Big Three Earnings May Fall Below Projections
The three companies that helped weave Northwest Arkansas’ economic fabric experienced steady earnings in first half of 2006.
Earnings estimates for all three public companies — J.B Hunt Transports Services Inc., Tyson Foods Inc. and Wal-Mart Stores Inc. — remain positive, but may fall below expectations through the end of the year.
Wal-Mart’s stock has been hot since its shareholders meeting on June 1 when it was announced that the Bentonville-based retail giant would scale back Supercenter growth plans and offer a $15 billion stock repurchase program.
During a meeting with Wall Street analysts last fall, Wal-Mart said it would add between 260 and 275 new Supercenters in fiscal 2008. That was scaled down to 190 to 200 during the shareholders meeting. In the future, Wal-Mart said growth will be curbed to about 170 new stores per year.
The news gave Wal-Mart’s stagnant stock a shot in the arm in the wake of weakening figures. Same-store sales dipped 3.5 percent in April, the company’s worst monthly performance in about 30 years, creating investor concerns. Same-store sales grew just 1.1 percent in May and second quarter earnings may fall below expectations.
Tyson Foods is rebounding well since announcing $200 million in cutbacks a year ago. Its stock has been on the rise as well as a result of a “cost-cutting program,” which aided the Springdale-based company’s $125 million in income during the first six months of the fiscal year. That’s quite an improvement from the $88 million in losses during the same span last year that forced the cutback measures.
Proof of renewed confidence in Tyson by investors can be seen in the company’s stock price. Tyson stock traded at about $15 per share in June of 2006 and was in the $22.50 range at press time.

**Given information**
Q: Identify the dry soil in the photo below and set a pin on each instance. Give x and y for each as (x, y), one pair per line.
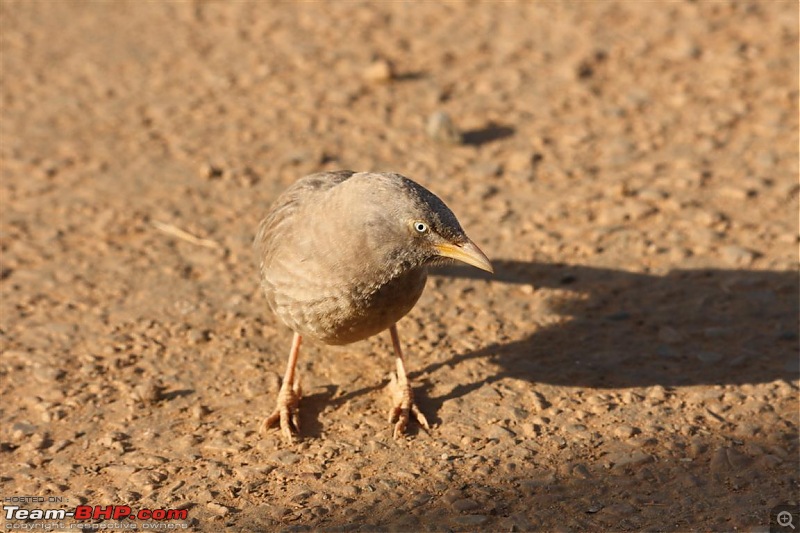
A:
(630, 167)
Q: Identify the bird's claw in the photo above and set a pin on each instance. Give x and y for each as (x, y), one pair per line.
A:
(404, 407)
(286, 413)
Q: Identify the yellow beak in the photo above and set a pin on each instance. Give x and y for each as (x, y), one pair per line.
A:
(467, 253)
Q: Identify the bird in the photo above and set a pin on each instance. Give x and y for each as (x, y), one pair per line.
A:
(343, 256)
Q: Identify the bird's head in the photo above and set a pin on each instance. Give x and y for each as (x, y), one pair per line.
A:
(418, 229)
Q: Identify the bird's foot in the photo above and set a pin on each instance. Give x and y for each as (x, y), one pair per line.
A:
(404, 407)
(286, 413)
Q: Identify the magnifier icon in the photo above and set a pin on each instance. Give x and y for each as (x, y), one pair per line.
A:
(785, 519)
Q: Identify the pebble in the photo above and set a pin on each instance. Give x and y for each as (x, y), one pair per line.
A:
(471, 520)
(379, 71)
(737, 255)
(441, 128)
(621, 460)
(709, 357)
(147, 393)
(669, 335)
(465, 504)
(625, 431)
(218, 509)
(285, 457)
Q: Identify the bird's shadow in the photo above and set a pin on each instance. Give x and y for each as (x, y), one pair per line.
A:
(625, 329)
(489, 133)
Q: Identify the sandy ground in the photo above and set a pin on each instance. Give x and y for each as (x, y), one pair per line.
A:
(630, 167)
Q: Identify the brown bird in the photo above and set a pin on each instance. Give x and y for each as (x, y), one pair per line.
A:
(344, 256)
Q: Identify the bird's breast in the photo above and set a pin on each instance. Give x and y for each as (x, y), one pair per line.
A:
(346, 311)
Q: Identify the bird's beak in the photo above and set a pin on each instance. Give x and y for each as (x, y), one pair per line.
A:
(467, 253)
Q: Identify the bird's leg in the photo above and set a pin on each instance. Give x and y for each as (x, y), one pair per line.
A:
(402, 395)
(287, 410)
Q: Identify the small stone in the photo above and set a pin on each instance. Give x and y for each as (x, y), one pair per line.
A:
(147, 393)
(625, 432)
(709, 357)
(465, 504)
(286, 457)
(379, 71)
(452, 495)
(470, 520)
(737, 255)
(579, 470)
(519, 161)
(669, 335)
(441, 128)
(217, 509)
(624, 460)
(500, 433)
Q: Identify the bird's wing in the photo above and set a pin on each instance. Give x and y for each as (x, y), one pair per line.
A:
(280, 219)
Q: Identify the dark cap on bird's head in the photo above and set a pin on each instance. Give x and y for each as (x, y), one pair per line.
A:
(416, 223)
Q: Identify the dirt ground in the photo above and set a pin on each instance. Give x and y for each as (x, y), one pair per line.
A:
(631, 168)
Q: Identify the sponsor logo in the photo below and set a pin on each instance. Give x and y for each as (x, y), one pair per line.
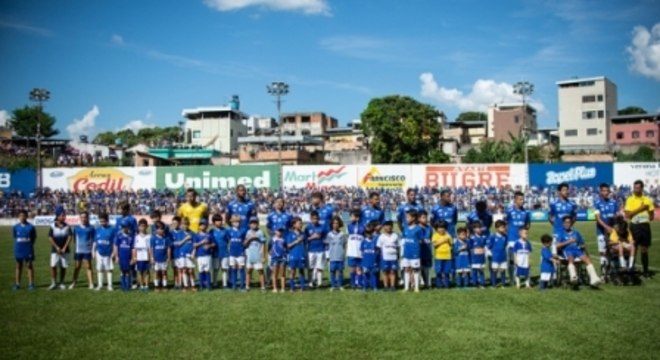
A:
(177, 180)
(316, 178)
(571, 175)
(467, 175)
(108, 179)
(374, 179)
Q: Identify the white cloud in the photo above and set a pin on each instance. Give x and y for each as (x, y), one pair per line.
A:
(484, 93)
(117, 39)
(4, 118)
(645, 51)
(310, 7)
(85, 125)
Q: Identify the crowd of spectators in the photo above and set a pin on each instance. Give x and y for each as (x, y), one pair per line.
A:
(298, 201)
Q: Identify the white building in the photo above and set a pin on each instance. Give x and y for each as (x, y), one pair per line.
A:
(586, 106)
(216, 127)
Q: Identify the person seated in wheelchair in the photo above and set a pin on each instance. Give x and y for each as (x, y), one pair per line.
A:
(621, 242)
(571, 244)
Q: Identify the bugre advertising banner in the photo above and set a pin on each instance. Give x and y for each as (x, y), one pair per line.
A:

**About this exercise**
Extend the article on the earnings outlook for Northwest Arkansas' three largest public companies, starting after its last sentence.

**Task answer**
Tyson lost its claim as the world’s largest protein producer after Brazil-based JBS, Latin America’s largest beef producer, bought Colorado-based Swift Foods, the third-largest U.S. processor of beef and pork, for $1.4 billion in June.
Notwithstanding, Tyson’s stock has been growing in value so much that two of the nation’s top investment firms, Goldman Sachs Asset Management of New York and FMR Corp. of Boston, reported on May 10 they would increase their Tyson holdings by a combined 52.4 million shares worth about $1.3 billion, or about 22.3 percent of the company’s Class A shares.
Lowell-based J.B Hunt’s stock has continued to trend upward despite reporting lower-than-expected revenue during the first six months of the year. The company received another boost in May when it announced it would buy back $500 million in stock. The company said that load volumes were up 13 percent in May when compared to last year and that intermodal freight continues to flourish.
J.B. Hunt’s April growth was 12 percent, which exceeded industry-wide figures that showed intermodal volumes only increasing 1.6 percent in May.
The company’s general truckload segment is expected to decline about 4 percent for the second quarter of 2007.